Approximately 60% of Main Street businesses are owned by individuals over the age of 50. Small businesses employ around 50%+ of the U.S. workforce, but many of these businesses don’t have proper succession plans as baby boomers reach their retirement age. While private equity firms have been looking to roll up these businesses for a number of years, I personally believe there is a larger technology play to consider in this space!
Instead of speaking about this clinically by looking at statistics, I think it’s better to understand the mindset of business owners in these highly fragmented spaces. Based on my own experience with Camphor selling an AI concierge service to real estate agents and brokers, I can definitively say the hardest problem with technology adoption is education. When speaking to VC-backed founders selling to accounting, legal, real estate (like me), mortgage, and home services, the biggest learnings I have seen are the following:
First of all, it’s worth mentioning that private equity firms such as Alpine Investors and Genstar Capital have made plenty of mid-market investments into legacy businesses across insurance, healthcare, and home services. Most of these businesses have been bootstrapped and rolled up by these PE firms with the intent of cutting operating expenses by reducing headcount and making simple changes such as improving marketing SEO to grow top line revenue, with the intent of exiting the business to a larger PE shop. Canonically, many recent MBA graduates and professional searchers have also been rolling up traditional businesses in this manner. A great example of a search fund that eventually led to an IPO is Lineage, which was a business rolling up and building services for cold-storage warehouses as a REIT play.
Secondly, the concept of AI rollup strategies is not new. In fact, many VC firms, including Bessemer, have made investments into accounting firms in an effort to support their portfolio companies both for accounting services as well as encouraging B2B fintech innovation to automate accounting. General Catalyst also manages the Creation Fund which deploys capital to support EIRs looking to innovate via a mixture of SaaS and targeted acquisitions of legacy businesses.

> **WORK ORDER 1**
Answer these questions using the text on small-business rollups:
(a) Approximately what share of Main Street businesses are owned by individuals over the age of 50?
(b) Which search fund example is described as eventually leading to an IPO?
(c) Which VC firm is named as having invested in accounting firms?
> **WORK ORDER 2**
Proceed with the text on small-business rollups, starting after its final sentence.

[Recorded data]
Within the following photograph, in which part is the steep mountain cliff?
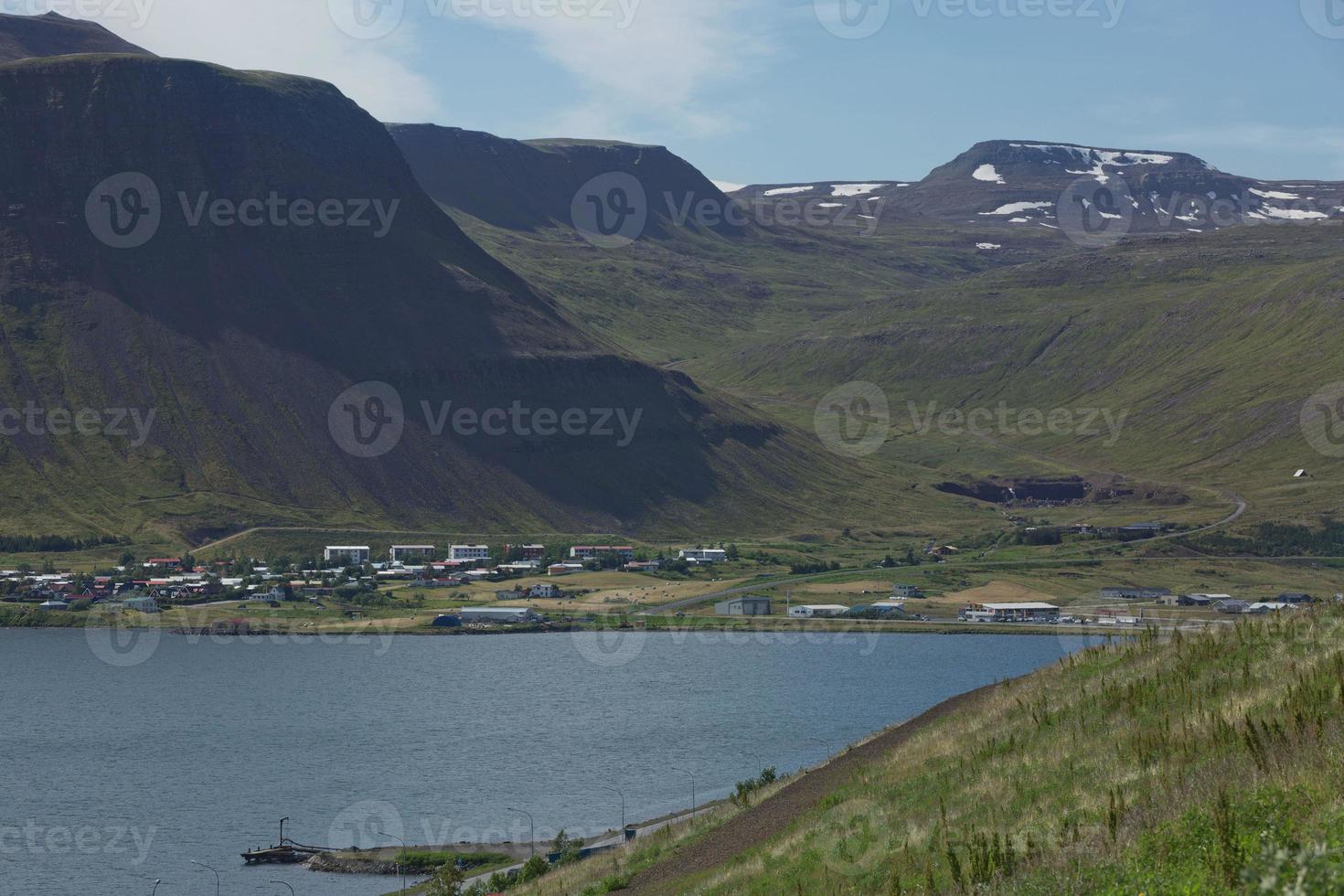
[0,12,154,63]
[0,57,865,548]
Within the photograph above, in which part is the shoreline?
[623,672,1016,896]
[0,616,1123,638]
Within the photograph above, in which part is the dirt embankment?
[624,685,998,896]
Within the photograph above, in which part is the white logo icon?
[812,383,891,457]
[570,171,649,249]
[85,171,163,249]
[326,0,406,40]
[326,381,406,458]
[812,0,891,40]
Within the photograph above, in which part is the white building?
[323,544,368,566]
[570,544,635,563]
[676,548,729,563]
[961,601,1059,622]
[789,603,849,619]
[389,544,434,563]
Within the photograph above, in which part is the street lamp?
[506,806,537,856]
[374,830,406,893]
[669,765,695,822]
[189,859,219,896]
[603,787,625,831]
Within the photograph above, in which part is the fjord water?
[0,630,1082,896]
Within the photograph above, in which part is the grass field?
[502,606,1344,896]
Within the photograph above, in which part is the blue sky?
[76,0,1344,184]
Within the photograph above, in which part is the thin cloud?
[446,0,773,140]
[74,0,443,121]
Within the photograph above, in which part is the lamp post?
[669,765,695,821]
[603,787,625,833]
[189,859,219,896]
[374,830,406,893]
[506,806,537,856]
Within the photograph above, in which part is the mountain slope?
[0,12,154,63]
[734,140,1344,238]
[0,57,881,548]
[389,125,732,235]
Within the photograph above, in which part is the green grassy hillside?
[517,607,1344,896]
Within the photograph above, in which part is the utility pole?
[603,787,625,831]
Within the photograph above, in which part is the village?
[0,543,1341,634]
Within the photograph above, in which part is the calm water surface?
[0,630,1082,896]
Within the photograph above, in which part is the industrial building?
[714,596,770,616]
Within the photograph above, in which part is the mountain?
[0,12,154,63]
[389,125,734,237]
[0,57,881,548]
[734,140,1344,236]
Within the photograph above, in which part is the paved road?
[463,806,714,890]
[640,567,866,616]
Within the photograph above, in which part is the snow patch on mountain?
[1250,187,1301,198]
[980,203,1055,217]
[830,184,886,197]
[972,165,1008,186]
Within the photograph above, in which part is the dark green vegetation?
[0,57,887,541]
[0,4,154,63]
[0,17,1344,553]
[516,606,1344,895]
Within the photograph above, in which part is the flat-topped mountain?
[0,12,154,63]
[0,57,849,535]
[387,125,731,235]
[734,140,1344,232]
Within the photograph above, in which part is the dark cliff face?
[0,57,816,532]
[389,125,737,237]
[0,12,154,63]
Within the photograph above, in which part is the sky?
[28,0,1344,184]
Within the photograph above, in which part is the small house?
[714,596,770,616]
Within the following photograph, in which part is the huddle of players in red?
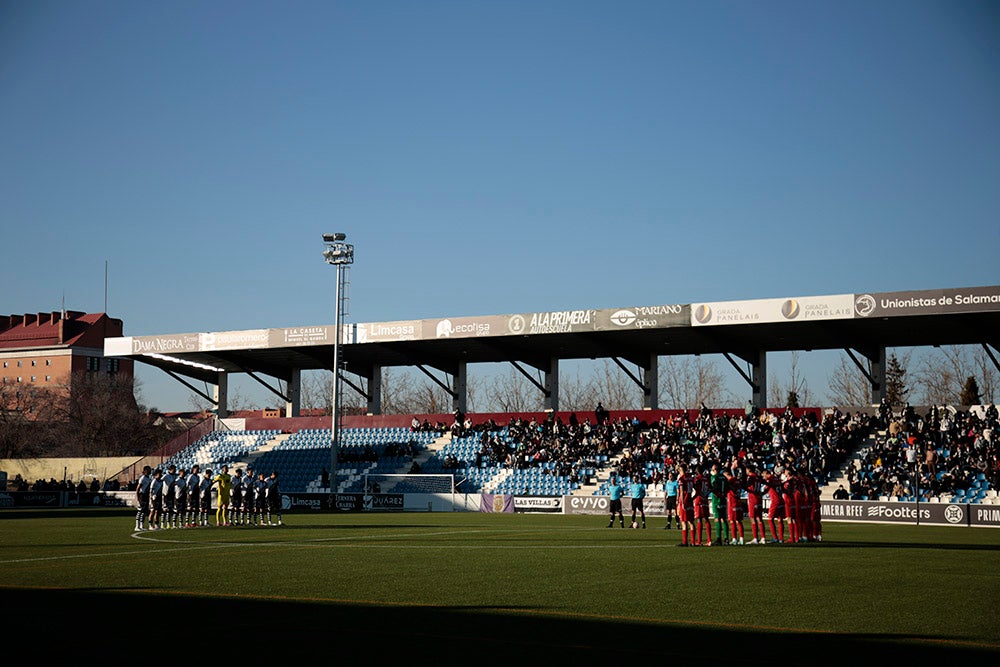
[677,465,823,546]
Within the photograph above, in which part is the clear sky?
[0,0,1000,410]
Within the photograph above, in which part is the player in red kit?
[781,469,799,544]
[744,468,767,544]
[764,470,785,544]
[804,475,823,542]
[792,471,812,542]
[694,472,712,546]
[677,466,694,547]
[724,470,744,545]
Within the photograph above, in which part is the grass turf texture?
[0,510,1000,664]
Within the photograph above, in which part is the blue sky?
[0,0,1000,410]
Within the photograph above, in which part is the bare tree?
[913,345,976,405]
[972,346,1000,405]
[559,369,598,412]
[594,359,642,410]
[768,350,813,407]
[659,356,726,410]
[827,353,872,407]
[486,368,544,412]
[299,371,333,414]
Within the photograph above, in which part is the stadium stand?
[154,406,1000,504]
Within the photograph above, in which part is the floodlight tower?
[323,232,354,494]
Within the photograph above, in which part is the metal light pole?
[323,232,354,494]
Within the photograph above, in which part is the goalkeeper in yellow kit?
[212,465,233,526]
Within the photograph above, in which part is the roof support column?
[212,371,229,419]
[750,350,767,410]
[542,357,559,412]
[642,352,660,410]
[367,365,382,415]
[846,345,886,404]
[451,361,469,413]
[285,368,302,417]
[722,350,767,410]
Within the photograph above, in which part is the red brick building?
[0,310,134,395]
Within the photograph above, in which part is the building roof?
[0,310,122,350]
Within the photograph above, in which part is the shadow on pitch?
[3,580,1000,665]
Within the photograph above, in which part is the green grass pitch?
[0,510,1000,665]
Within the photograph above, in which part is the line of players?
[135,464,283,531]
[668,464,823,547]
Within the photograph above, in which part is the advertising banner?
[514,496,563,512]
[820,500,970,526]
[0,491,63,509]
[507,309,597,336]
[854,287,1000,317]
[330,493,403,512]
[355,320,423,343]
[479,493,514,512]
[430,315,507,338]
[963,505,1000,527]
[563,496,611,515]
[267,326,334,347]
[198,329,268,352]
[594,304,691,331]
[691,294,854,326]
[563,495,667,519]
[129,334,198,354]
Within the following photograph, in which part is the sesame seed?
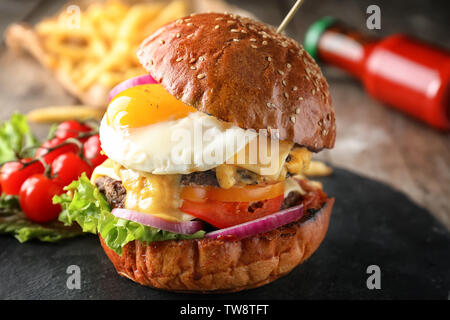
[291,114,296,123]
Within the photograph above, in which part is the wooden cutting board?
[0,169,450,300]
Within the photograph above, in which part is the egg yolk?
[106,84,197,128]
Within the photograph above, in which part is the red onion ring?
[205,205,303,239]
[108,74,158,103]
[111,208,203,234]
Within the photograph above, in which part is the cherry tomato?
[36,138,79,164]
[0,158,44,195]
[55,120,92,141]
[19,174,64,222]
[181,195,284,229]
[84,134,108,168]
[52,152,92,186]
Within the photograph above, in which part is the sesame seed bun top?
[138,13,336,151]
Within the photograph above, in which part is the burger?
[59,13,336,292]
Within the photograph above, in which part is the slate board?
[0,169,450,299]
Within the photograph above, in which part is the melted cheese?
[284,178,306,198]
[227,136,293,180]
[91,159,194,221]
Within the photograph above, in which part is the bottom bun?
[100,198,334,293]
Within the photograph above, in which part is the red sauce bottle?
[304,17,450,130]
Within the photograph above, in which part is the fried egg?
[100,84,257,174]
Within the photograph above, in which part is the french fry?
[7,0,190,107]
[27,106,104,123]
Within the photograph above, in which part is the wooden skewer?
[277,0,303,33]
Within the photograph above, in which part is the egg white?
[100,112,257,174]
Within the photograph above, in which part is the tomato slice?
[181,194,284,229]
[181,181,284,202]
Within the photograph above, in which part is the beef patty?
[95,170,302,209]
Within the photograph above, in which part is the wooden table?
[0,0,450,228]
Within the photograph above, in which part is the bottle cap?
[303,17,337,61]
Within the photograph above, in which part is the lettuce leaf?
[0,113,38,163]
[53,174,205,255]
[0,194,82,243]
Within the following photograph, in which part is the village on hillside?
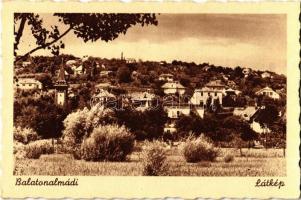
[14,53,286,147]
[13,13,287,177]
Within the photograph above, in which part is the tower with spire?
[54,65,68,106]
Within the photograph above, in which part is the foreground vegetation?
[14,147,286,176]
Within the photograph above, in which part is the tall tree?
[14,13,158,61]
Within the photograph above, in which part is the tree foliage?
[14,13,158,61]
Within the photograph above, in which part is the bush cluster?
[183,135,218,163]
[14,126,38,144]
[142,141,168,176]
[81,125,134,161]
[23,140,54,159]
[224,154,234,163]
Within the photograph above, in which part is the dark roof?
[56,65,67,85]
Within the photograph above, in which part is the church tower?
[54,65,68,106]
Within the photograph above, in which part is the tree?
[14,13,158,62]
[255,104,279,148]
[117,66,131,83]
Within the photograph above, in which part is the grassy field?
[14,148,286,176]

> **EXERCISE ANSWER 1**
(a) Approximately 60%.
(b) Lineage.
(c) Bessemer.

> **EXERCISE ANSWER 2**
With all this in mind, what makes an AI-forward strategy different? Instead of looking to just simply roll up businesses, an AI-focused approach would be looking at strategic acquisitions across a specific vertical and then leverage building vertical AI agents across sales, customer support, marketing, and operations WITHOUT needing to grow headcount. There would generally be three reasons for acquisitions in this approach:
Staffing firms primarily operate through high-volume outreach and manual relationship-building, making them ideal candidates for AI-driven automation. AI-powered tools can streamline candidate sourcing, automate initial screenings, and improve retention through predictive analytics. Rollups in this space could focus on niche recruiting firms (e.g., healthcare, tech, finance) and implement AI to increase placements while reducing the need for large recruiting teams.
Many independent insurance agencies are small and fragmented, relying on legacy CRM systems and manual underwriting processes. AI-powered automation can streamline quoting, underwriting, and customer service. Acquiring independent agencies and implementing AI to improve client acquisition and retention reduces cost per policy and increases revenue per agent.
Mortgage and small business lending remain paper-heavy and relationship-driven industries. AI-powered underwriting and document processing can speed up approvals, reduce compliance risks, and improve borrower experiences. An AI rollup strategy would focus on acquiring local and regional lenders and automating back-office processes to drive efficiency while maintaining regulatory compliance.